PROBLEM DETAILS — Find every line in the entries that holds the string "Target" and report it.

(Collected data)
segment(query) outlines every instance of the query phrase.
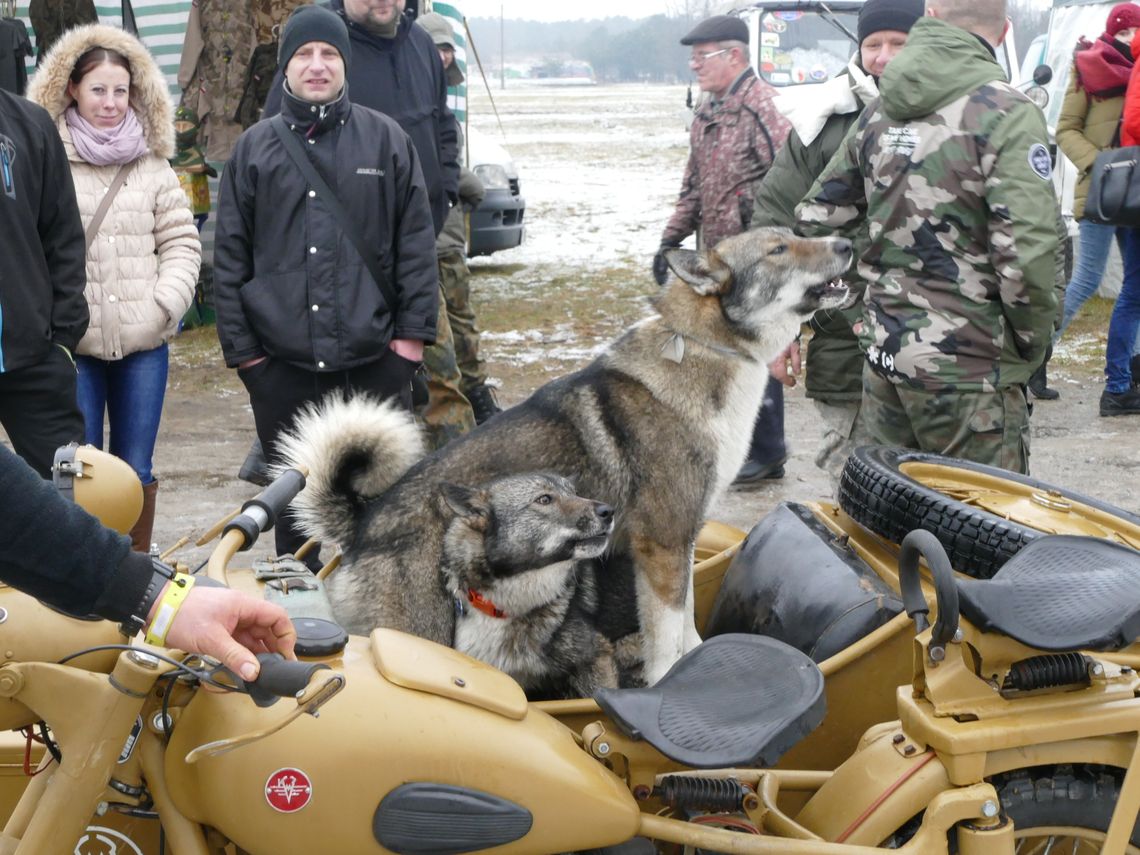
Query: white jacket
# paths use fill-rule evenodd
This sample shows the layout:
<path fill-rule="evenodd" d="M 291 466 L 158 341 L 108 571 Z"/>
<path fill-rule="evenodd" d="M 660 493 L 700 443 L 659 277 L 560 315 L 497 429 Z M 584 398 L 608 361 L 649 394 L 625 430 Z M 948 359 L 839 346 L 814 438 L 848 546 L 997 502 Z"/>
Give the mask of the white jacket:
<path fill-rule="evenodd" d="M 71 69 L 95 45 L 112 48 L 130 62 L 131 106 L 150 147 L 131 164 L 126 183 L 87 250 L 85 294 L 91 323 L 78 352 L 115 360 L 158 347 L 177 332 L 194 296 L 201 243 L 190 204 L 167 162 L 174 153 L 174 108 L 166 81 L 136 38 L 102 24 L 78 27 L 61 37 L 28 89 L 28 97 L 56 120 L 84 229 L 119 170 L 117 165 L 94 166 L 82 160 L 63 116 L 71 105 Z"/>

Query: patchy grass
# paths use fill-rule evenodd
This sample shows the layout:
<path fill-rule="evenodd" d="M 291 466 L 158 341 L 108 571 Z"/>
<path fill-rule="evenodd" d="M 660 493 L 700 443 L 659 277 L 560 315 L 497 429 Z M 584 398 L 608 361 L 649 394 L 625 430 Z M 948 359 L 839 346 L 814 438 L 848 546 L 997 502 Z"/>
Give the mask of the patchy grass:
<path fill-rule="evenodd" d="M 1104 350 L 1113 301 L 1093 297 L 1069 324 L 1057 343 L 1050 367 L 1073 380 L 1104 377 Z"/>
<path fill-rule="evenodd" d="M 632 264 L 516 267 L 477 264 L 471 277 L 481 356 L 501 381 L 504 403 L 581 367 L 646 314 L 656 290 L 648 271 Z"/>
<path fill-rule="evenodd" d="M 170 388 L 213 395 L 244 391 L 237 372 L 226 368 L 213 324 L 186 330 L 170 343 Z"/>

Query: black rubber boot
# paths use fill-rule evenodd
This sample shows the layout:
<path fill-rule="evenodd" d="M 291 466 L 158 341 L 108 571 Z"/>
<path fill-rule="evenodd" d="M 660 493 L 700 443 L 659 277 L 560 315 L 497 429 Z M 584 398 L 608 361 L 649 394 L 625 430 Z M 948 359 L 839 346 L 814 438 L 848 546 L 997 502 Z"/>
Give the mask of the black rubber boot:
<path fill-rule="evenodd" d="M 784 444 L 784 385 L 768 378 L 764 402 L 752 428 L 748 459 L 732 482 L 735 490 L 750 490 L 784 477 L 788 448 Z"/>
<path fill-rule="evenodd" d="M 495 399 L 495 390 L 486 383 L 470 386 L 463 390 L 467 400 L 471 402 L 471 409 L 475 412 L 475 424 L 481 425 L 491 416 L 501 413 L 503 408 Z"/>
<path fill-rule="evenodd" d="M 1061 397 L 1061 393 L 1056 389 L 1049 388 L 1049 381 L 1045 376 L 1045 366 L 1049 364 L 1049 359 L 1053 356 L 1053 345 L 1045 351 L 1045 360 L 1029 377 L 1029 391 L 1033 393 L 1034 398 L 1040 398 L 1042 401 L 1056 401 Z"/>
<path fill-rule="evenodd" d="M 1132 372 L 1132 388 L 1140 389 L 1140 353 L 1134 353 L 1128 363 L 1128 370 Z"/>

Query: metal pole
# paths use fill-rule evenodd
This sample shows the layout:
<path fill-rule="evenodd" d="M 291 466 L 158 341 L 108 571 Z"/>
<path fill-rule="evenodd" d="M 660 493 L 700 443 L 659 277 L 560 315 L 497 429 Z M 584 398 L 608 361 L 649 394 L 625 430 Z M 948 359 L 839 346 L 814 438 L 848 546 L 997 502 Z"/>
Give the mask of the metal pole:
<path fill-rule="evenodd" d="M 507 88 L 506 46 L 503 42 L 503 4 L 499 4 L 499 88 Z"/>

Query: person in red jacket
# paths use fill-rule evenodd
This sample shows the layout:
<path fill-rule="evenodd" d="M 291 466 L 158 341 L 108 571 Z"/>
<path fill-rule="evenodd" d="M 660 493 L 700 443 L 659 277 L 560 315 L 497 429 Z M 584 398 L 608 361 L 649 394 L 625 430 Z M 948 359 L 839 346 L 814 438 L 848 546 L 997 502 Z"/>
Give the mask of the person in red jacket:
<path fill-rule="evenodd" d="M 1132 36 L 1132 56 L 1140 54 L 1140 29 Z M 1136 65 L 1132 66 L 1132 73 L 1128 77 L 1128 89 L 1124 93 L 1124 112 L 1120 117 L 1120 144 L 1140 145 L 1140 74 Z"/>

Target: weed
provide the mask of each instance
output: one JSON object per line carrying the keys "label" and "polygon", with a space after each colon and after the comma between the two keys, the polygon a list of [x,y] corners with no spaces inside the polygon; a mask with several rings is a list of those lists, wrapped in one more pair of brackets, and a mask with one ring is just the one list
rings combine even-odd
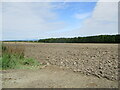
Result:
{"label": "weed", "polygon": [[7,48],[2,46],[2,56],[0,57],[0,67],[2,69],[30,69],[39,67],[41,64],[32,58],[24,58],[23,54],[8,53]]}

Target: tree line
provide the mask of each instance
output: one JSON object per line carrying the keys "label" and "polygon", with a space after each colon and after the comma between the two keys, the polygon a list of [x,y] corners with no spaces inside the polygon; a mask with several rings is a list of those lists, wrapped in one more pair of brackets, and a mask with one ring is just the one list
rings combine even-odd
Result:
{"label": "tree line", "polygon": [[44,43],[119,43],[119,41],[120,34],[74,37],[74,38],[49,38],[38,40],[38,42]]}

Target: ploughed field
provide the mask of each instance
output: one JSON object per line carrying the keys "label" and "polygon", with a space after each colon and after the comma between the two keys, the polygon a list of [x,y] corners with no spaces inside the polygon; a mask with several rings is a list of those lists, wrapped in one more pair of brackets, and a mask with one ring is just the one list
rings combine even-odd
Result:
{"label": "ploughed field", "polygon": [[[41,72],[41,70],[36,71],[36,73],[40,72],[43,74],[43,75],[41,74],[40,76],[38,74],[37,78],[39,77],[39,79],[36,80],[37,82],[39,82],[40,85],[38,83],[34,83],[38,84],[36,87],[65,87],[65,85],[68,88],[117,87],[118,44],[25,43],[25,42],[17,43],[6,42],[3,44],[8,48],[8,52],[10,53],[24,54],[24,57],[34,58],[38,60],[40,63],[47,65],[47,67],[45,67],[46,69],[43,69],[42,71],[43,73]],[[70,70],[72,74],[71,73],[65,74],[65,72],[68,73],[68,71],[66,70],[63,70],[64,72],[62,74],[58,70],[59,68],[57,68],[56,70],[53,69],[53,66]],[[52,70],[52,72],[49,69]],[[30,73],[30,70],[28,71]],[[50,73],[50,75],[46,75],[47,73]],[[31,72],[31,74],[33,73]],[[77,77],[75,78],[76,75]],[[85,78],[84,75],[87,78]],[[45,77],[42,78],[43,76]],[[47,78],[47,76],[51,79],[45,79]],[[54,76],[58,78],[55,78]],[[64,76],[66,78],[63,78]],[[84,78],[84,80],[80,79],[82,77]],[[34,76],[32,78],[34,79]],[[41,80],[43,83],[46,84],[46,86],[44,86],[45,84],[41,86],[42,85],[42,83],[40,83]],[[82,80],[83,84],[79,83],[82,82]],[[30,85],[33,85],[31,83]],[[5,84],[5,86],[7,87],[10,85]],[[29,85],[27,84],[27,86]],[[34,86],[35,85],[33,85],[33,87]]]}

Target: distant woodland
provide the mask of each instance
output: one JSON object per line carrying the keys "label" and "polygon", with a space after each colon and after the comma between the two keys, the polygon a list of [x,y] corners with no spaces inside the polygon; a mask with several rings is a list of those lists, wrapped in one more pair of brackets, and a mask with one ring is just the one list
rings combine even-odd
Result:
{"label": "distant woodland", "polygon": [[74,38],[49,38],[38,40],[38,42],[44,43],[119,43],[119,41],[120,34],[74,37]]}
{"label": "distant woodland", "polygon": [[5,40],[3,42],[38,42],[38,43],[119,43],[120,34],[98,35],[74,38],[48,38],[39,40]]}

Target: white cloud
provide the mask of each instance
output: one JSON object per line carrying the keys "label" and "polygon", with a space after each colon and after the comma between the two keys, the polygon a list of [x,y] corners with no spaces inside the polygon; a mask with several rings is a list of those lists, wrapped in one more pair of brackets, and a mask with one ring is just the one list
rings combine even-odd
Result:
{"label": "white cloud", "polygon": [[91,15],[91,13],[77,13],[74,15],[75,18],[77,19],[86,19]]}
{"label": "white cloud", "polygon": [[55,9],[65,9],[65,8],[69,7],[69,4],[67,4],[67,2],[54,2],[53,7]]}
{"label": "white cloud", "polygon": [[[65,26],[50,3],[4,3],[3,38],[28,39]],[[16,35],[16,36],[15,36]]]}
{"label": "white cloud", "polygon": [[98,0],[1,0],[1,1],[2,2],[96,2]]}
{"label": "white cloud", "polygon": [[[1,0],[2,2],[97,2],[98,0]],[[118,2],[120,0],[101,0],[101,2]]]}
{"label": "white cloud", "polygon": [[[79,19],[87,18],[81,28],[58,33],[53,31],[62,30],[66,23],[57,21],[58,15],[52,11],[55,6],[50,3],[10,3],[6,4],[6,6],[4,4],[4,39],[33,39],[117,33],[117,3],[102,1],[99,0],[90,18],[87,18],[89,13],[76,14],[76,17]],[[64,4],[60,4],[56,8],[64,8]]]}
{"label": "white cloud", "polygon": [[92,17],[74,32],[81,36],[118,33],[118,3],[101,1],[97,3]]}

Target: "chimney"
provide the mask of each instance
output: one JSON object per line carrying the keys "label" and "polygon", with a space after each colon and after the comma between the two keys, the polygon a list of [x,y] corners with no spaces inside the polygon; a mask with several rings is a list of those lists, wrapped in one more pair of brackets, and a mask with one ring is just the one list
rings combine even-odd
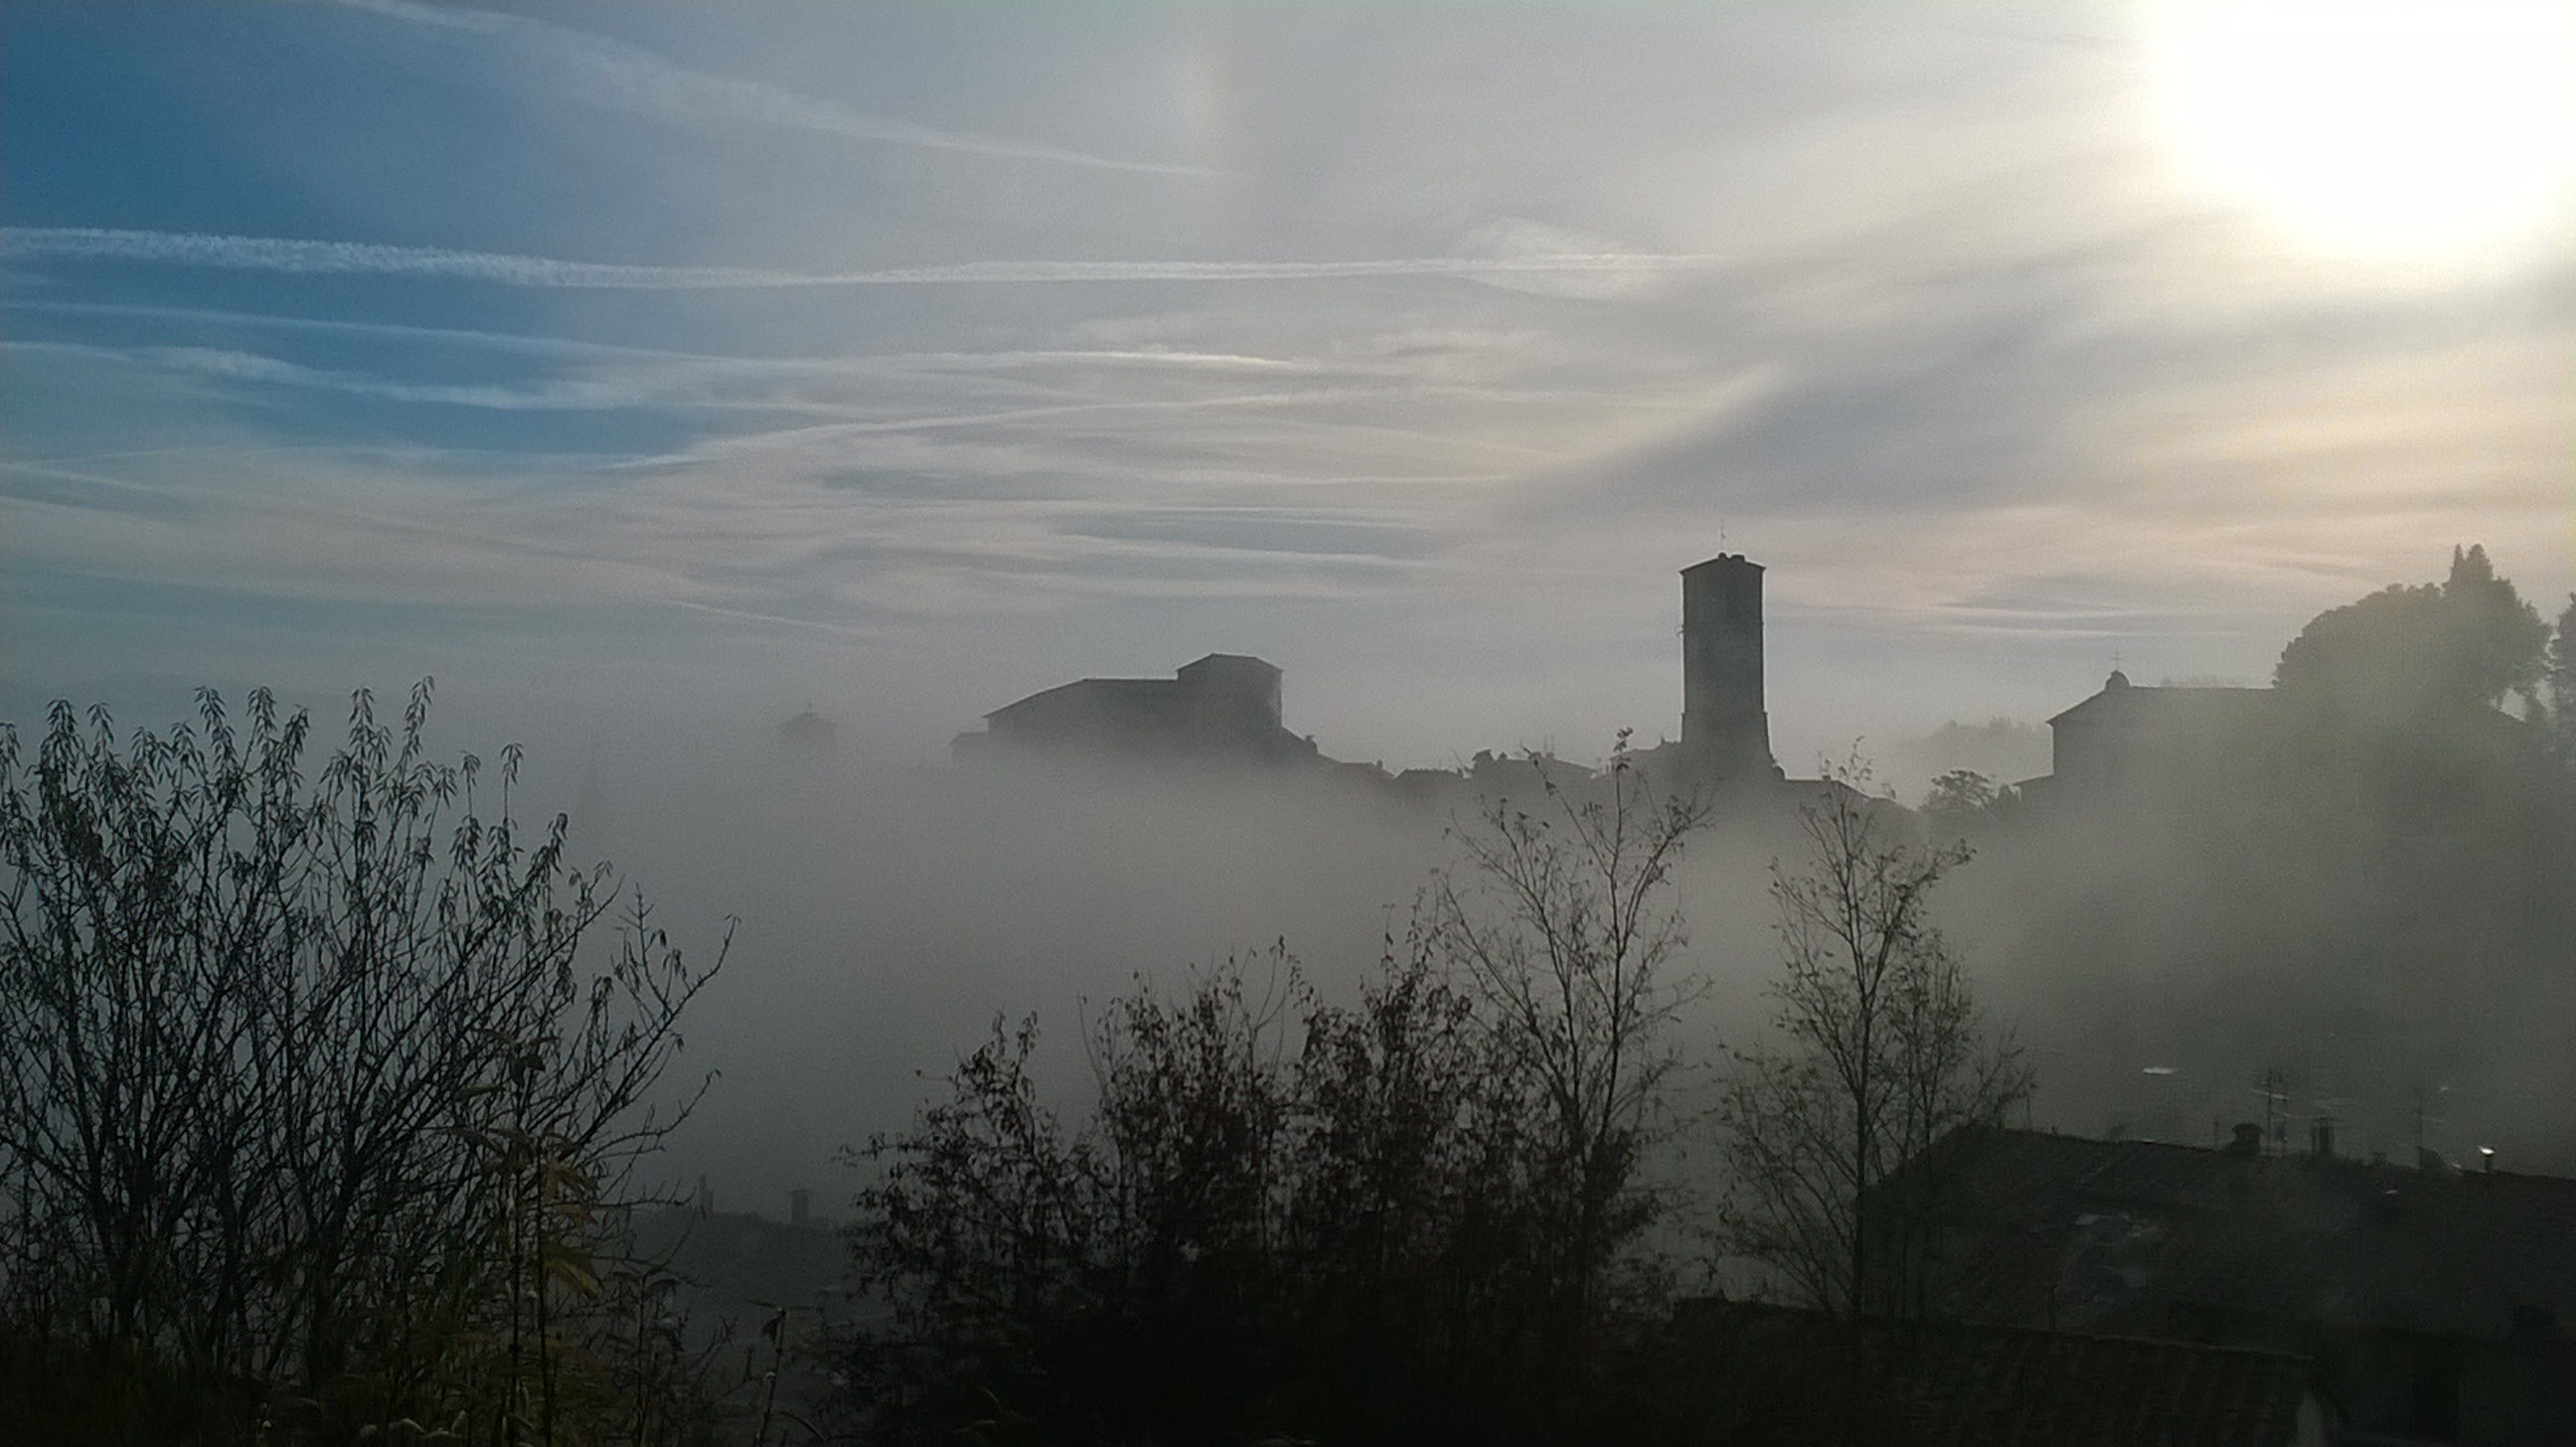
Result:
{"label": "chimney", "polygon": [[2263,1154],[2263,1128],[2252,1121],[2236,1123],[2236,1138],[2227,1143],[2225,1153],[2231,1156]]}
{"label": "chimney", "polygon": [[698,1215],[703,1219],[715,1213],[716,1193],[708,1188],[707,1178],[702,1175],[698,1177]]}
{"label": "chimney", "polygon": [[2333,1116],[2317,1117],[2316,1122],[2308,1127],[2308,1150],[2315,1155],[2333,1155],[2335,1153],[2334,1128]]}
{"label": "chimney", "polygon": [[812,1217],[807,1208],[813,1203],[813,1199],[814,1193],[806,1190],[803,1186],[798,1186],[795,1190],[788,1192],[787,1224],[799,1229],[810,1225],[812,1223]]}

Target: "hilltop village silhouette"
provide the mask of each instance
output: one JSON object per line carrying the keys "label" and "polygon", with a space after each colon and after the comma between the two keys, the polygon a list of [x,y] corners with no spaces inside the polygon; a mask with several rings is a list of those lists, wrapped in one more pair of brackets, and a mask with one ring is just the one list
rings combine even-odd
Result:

SOLUTION TO THIS EXERCISE —
Target: weed
Target: tree line
Target: ploughed field
Target: distant woodland
Target: white cloud
Target: "chimney"
Target: "hilltop village silhouette"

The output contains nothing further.